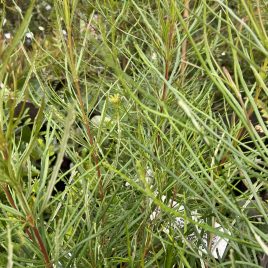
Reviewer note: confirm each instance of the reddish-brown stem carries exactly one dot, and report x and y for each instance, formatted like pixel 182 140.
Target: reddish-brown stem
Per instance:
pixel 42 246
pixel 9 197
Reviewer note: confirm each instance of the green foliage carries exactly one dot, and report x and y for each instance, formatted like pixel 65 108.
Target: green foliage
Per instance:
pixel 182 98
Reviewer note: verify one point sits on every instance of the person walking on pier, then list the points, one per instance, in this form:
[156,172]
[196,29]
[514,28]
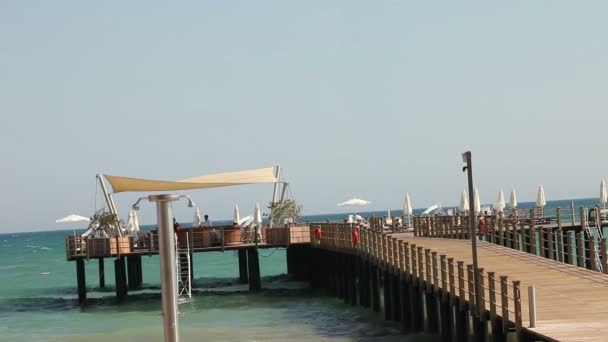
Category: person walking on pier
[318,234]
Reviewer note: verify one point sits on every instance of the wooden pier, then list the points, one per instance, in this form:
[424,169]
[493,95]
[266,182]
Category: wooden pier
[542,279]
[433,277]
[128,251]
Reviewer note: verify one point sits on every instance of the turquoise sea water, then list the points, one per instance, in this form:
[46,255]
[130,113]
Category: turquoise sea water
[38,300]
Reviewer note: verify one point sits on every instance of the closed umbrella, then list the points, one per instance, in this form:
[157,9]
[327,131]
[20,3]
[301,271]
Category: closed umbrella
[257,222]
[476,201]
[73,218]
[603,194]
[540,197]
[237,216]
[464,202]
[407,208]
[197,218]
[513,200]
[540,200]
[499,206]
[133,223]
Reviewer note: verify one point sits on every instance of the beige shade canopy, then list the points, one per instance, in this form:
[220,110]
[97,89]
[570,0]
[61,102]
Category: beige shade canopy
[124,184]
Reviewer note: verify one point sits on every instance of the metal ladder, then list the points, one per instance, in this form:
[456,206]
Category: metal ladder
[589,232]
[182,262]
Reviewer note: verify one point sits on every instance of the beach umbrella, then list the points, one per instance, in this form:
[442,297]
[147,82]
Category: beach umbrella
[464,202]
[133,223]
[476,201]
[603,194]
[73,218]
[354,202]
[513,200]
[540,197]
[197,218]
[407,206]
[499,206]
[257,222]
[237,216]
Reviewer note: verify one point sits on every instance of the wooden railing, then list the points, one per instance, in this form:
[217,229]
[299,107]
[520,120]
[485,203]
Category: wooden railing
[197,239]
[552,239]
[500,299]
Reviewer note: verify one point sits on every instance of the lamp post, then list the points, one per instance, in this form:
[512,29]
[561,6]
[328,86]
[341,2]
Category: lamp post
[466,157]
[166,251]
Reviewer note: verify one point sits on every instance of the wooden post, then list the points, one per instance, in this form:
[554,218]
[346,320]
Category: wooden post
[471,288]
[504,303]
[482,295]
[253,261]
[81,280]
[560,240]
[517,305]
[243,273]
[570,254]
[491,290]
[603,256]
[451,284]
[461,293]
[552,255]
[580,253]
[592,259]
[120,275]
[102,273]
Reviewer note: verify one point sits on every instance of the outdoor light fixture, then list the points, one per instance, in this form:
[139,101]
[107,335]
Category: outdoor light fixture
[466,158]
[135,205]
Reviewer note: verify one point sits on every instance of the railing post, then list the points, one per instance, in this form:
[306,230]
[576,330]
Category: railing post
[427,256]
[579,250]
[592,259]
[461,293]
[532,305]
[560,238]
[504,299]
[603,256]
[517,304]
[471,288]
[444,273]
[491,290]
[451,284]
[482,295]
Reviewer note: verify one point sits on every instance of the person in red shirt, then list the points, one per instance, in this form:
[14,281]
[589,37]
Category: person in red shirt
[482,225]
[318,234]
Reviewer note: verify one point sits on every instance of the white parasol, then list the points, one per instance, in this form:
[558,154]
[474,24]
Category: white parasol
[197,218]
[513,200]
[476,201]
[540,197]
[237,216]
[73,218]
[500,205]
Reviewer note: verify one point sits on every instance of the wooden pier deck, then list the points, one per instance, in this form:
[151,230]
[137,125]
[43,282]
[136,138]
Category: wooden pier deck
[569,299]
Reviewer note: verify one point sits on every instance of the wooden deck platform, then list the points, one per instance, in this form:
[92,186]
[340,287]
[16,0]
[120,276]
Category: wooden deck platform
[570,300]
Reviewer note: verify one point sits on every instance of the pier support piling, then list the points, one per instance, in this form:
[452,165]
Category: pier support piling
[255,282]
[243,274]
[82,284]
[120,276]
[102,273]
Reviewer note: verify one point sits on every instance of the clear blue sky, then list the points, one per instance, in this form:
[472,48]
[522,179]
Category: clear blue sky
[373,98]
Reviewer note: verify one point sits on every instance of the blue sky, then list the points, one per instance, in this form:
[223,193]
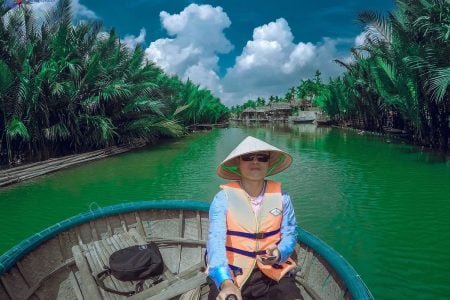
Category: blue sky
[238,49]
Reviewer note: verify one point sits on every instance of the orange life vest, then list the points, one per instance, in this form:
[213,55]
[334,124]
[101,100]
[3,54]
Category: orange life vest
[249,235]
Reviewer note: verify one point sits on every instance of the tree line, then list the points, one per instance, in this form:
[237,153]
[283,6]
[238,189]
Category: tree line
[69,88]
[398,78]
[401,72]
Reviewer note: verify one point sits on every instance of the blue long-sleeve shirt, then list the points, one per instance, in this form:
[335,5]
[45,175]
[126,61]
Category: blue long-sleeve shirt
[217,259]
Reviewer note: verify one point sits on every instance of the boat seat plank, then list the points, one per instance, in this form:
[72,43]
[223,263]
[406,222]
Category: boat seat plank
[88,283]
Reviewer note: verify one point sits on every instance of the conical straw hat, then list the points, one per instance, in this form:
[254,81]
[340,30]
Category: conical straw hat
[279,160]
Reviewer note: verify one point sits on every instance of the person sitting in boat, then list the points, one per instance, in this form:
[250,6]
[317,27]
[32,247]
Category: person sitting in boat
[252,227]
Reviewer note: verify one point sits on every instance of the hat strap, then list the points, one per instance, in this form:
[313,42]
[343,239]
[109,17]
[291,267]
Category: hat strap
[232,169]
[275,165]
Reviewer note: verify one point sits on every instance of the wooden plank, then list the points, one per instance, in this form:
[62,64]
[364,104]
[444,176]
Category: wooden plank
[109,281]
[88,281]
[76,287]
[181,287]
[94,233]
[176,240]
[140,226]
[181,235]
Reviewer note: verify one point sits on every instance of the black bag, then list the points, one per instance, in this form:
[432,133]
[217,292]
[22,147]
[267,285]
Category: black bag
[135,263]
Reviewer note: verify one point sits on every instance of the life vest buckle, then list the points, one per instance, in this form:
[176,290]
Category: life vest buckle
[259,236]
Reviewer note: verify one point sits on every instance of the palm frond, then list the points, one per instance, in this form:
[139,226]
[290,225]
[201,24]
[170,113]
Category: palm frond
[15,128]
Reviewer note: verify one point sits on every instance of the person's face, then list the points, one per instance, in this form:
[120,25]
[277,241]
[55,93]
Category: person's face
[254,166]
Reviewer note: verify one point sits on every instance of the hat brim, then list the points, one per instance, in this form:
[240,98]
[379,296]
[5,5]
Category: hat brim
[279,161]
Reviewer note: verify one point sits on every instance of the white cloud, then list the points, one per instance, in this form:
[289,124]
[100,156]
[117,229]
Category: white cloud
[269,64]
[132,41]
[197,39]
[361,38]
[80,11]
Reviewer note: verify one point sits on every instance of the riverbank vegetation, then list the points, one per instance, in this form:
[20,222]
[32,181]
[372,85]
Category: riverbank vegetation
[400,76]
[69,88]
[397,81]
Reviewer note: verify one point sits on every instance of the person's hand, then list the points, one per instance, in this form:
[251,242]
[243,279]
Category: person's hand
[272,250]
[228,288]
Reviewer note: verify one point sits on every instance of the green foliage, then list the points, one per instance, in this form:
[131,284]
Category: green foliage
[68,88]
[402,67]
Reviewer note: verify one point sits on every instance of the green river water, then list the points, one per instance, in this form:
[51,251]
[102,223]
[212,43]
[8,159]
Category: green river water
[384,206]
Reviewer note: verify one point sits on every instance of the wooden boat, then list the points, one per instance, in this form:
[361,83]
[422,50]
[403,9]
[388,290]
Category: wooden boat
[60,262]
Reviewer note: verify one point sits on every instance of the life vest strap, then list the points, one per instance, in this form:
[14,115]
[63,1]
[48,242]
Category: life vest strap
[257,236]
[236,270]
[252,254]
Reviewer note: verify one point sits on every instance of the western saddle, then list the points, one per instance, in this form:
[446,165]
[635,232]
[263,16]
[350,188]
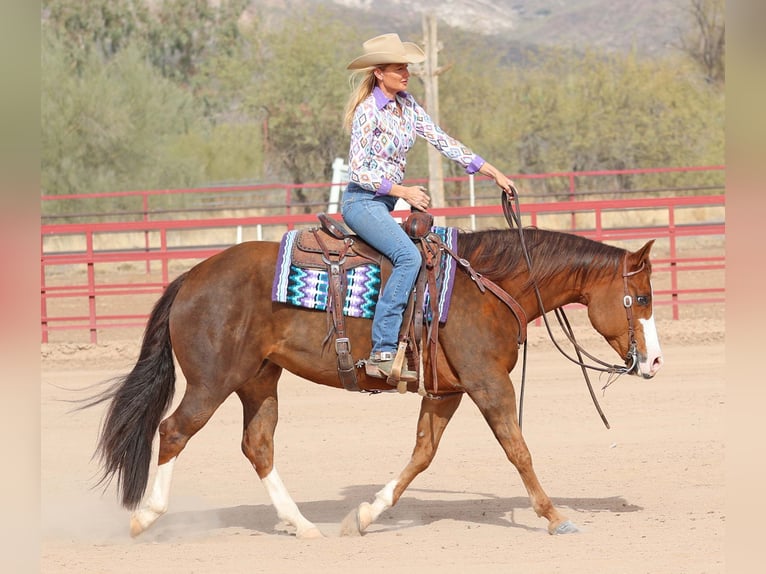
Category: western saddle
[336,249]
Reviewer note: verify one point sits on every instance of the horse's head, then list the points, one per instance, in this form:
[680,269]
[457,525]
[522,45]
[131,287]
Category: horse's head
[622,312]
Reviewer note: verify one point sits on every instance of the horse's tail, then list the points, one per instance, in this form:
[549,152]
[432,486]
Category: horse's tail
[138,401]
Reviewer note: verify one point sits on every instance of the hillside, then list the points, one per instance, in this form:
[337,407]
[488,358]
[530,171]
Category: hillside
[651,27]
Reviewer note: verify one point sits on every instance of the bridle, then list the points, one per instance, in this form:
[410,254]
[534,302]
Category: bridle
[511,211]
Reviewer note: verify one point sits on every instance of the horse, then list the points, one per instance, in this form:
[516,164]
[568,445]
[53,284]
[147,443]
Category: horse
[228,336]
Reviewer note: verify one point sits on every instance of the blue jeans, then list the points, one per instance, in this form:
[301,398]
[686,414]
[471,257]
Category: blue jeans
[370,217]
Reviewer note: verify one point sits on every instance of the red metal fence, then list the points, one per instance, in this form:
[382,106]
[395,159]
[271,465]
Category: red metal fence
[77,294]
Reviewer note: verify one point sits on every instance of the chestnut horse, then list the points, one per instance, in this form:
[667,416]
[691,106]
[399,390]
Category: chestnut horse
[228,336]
=-=-=
◆ EXERCISE DIRECTIONS
Swap "reddish-brown stem" for "rust-colored stem" in the entries from the very first line through the line containing "pixel 9 197", and change nothing else. Reproduce only those lines, without the pictures.

◆ THE ANSWER
Reviewer note: confirm each instance of the rust-colored stem carries exactly one dot, and report x and y for each instance, formatted like pixel 182 140.
Target: rust-colored stem
Per instance:
pixel 42 246
pixel 9 197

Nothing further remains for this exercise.